Source extract ::

University of Greenwich: University of Greenwich holds mass casualty simulation for students
Paramedic students across all years of study recently took part in a simulated plane crash at Sparrow’s Farm, part of the University of Greenwich.
The purpose of the event was to provide paramedic students the opportunity to undertake a major incident exercise involving mass casualties. The day started with the students being split into five groups that then revolved through short simulation stations run by a professional paramedic team. These simulations were designed to test a particular skill or patient presentation that would be useful to them for the afternoon.
After lunch, the students assembled at the Sparrows farm complex and were given a refresher on major incidents, the command-and-control structure, the principles of triage sieve and how such events should be generally managed. Students were allocated different roles and provided radios for communication between the different areas.
Students were then told by instructors that a plane attempting to make a forced landing had crashed onto the playing fields adjacent to the campus. The scene they met was several casualties scattered across an area, some of whom were played by actors with a variety of injuries, and the rest made up of manikins. Each of the patients was tagged with very basic information for the first two triage teams to make a sieve decision and tag the patient appropriately in terms of priority.
It is the first time that the university have done a simulation on this scale as nearly 300 students were involved over a three-week period.

Source material ::
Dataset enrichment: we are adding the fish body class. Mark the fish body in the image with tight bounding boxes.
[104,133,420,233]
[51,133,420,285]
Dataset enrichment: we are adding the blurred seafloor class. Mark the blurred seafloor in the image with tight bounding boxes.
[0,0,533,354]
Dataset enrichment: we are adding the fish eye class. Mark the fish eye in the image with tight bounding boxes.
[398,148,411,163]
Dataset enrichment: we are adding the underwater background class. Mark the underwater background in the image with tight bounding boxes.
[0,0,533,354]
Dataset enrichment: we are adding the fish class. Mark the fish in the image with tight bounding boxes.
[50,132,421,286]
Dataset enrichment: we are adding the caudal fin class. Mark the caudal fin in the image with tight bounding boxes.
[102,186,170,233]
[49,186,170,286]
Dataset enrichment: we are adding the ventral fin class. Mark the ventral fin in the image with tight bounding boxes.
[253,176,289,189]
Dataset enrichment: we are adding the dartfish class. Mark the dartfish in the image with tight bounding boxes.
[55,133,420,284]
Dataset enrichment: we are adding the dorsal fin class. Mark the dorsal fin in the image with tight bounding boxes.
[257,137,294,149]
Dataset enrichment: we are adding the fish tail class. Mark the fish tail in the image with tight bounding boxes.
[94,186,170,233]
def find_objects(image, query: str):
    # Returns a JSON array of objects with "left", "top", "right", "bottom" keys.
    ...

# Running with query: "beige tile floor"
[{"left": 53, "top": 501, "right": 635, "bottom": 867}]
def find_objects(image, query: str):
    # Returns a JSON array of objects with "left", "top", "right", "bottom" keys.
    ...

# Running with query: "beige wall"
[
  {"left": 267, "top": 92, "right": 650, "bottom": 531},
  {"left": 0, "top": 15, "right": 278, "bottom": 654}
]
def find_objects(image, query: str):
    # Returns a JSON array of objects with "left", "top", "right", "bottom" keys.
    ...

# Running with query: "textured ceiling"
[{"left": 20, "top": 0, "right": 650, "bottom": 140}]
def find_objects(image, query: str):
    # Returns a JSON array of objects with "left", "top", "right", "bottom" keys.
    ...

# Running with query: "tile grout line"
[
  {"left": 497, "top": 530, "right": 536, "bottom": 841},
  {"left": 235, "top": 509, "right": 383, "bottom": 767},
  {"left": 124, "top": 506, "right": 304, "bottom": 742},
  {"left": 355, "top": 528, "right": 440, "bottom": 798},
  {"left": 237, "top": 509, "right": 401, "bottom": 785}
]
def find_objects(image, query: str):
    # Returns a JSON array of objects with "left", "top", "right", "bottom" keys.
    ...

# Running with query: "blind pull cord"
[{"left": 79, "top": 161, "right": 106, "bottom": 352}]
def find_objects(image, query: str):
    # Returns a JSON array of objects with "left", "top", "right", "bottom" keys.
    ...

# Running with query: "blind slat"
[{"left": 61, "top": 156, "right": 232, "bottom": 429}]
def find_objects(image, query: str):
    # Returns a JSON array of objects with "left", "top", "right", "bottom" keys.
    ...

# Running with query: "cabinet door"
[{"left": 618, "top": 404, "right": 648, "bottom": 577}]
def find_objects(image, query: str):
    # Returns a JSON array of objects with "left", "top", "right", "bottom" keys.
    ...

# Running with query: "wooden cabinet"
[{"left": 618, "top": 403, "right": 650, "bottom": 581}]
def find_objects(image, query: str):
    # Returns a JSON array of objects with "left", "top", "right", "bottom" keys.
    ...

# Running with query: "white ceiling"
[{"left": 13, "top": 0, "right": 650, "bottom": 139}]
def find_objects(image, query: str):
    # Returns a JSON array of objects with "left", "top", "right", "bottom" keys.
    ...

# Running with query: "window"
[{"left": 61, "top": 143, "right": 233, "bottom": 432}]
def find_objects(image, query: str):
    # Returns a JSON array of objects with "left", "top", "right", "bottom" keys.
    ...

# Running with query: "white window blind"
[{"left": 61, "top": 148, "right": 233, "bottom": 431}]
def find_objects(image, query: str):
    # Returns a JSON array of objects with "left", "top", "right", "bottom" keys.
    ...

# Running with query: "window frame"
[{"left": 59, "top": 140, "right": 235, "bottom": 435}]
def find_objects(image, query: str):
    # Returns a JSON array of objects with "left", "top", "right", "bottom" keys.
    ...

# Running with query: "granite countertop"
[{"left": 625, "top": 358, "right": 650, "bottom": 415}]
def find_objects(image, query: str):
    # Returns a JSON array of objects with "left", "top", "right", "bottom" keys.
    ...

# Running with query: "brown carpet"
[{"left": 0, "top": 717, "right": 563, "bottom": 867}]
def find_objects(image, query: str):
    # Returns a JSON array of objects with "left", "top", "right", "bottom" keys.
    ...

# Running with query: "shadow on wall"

Work order A :: In the article on the Greenwich paramedic simulation, how many groups were the students split into at the start of the day?
Work order B :: Continue the article on the Greenwich paramedic simulation from its last sentence.

Task result A :: Five groups.

Task result B ::
Senior Lecturer in Paramedic Science, Rob Slee said:
“In terms of organisation, it has been a lot to put together in a short space of time. I only started planning this back in January, and whilst I had the concept of the plane crash and how each of the weeks would run, it would not have been possible to pull it off without the help of the University of Greenwich GLASC team, who each day set out the scene and got the actors ready for the main event and got the job of tidying stuff away at the end of each day.
“A huge thanks to the rest of the Paramedic team who, despite a busy workload, gave up time to run the short scenarios, brief the students and shadow the various groups of students during the mass casualty element guiding them through what they needed to do and any safety concerns.
“From the students’ perspectives they found the whole thing to be really positive, debriefs were done at the end of each day on how they felt the simulation had gone, and by us mixing up the year groups and campuses, it helped to reinforce the professionalism when working with others.”